'''

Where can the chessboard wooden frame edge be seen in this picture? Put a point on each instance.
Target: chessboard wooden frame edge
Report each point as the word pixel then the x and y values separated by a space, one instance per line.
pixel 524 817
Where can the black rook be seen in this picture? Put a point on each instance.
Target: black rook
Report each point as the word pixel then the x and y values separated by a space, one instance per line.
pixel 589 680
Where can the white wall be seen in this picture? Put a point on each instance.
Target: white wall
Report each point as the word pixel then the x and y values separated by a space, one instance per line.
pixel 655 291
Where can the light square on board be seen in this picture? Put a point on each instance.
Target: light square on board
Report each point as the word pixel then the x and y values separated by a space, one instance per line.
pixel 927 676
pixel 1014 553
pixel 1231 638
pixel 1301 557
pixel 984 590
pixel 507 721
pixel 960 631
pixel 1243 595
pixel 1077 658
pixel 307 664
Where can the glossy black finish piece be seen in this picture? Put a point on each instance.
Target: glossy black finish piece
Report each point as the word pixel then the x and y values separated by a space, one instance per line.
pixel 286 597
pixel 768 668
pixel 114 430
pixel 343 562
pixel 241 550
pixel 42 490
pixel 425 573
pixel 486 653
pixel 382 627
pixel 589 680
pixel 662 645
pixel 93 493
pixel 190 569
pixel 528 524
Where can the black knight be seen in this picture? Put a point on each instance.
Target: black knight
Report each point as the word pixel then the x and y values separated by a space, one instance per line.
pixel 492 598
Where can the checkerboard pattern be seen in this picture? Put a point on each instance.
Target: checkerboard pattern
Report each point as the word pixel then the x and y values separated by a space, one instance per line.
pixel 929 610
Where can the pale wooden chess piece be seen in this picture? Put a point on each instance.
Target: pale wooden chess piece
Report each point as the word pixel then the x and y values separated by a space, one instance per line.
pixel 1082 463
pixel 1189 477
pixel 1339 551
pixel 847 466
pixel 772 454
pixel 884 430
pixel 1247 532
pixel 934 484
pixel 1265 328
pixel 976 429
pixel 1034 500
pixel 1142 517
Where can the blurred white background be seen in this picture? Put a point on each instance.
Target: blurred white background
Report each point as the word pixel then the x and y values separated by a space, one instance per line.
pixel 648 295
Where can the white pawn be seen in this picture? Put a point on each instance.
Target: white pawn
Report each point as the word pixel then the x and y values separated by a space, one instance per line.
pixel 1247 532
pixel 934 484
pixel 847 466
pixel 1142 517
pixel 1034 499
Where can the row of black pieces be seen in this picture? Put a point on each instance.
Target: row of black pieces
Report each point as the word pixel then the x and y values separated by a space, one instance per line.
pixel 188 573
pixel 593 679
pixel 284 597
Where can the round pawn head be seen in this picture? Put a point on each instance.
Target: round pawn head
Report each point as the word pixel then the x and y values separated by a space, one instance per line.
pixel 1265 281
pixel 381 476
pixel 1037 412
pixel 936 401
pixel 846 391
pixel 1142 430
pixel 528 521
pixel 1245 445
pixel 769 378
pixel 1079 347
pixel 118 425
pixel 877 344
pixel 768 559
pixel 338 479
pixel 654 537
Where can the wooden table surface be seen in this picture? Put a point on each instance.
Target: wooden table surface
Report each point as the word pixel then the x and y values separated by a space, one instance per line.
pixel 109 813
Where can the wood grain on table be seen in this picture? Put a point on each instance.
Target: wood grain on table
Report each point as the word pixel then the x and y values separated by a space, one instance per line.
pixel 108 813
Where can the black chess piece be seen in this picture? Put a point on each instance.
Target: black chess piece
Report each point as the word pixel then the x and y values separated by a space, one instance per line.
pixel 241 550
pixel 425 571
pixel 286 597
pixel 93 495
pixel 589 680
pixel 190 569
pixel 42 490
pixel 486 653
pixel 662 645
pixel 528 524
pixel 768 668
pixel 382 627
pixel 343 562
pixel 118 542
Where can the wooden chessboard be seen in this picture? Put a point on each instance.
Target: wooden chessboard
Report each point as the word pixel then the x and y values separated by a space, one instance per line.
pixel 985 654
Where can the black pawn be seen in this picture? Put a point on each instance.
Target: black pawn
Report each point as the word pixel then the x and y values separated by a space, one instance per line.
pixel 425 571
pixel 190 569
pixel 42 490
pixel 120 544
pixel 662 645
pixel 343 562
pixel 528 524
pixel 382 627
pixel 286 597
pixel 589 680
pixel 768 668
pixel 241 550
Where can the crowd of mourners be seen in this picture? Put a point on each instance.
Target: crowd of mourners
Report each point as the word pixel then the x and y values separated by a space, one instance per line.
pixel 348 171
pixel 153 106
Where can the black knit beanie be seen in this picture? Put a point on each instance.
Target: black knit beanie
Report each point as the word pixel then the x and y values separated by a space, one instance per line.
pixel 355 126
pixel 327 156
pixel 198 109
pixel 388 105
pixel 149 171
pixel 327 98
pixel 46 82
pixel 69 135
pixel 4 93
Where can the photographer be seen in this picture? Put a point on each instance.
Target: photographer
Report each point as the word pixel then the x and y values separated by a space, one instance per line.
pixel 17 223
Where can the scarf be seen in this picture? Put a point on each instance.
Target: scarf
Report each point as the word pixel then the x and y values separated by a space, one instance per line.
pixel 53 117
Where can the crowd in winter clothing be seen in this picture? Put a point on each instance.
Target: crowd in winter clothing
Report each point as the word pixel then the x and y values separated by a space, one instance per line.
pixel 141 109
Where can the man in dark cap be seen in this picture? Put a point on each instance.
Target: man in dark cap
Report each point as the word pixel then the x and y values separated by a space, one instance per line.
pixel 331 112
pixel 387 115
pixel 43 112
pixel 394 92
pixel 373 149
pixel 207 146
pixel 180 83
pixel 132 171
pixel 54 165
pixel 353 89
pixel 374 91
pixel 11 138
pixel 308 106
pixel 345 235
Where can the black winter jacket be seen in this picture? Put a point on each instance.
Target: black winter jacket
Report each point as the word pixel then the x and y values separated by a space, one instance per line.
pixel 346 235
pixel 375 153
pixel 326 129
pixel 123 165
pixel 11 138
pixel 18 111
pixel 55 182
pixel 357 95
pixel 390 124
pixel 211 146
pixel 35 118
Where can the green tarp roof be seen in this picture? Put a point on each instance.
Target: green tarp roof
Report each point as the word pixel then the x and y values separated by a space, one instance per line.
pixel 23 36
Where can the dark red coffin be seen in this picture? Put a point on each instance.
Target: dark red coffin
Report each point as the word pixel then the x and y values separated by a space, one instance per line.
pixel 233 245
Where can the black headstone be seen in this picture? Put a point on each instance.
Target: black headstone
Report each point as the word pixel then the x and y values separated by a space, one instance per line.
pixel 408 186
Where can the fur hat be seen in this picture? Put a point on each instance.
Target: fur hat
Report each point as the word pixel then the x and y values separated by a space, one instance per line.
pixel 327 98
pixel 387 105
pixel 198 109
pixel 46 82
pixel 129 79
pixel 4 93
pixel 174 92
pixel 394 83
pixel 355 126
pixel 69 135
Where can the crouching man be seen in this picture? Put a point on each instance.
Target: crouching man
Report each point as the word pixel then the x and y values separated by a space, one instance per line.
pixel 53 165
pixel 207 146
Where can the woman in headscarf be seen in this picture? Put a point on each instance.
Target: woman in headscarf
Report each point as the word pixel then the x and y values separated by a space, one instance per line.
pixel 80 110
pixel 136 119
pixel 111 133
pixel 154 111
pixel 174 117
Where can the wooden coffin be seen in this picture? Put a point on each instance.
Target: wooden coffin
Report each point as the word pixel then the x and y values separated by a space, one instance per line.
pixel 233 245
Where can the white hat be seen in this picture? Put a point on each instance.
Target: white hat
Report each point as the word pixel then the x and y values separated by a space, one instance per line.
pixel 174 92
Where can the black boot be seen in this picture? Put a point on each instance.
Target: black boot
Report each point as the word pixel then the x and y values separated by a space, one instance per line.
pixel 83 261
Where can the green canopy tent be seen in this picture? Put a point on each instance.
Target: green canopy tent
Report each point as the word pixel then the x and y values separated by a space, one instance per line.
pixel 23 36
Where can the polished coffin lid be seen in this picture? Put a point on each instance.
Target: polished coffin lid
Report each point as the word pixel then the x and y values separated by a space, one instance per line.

'''

◆ Exercise
Print exactly, and only, the lines of the material above that run from the one containing "Where can the polished" through its last line.

◆ Answer to the problem
Where can the polished coffin lid be seen in this picture? Put a point on each instance.
Target: polished coffin lid
Report each point as the word pixel then the x and y values separated by a space, one instance per line.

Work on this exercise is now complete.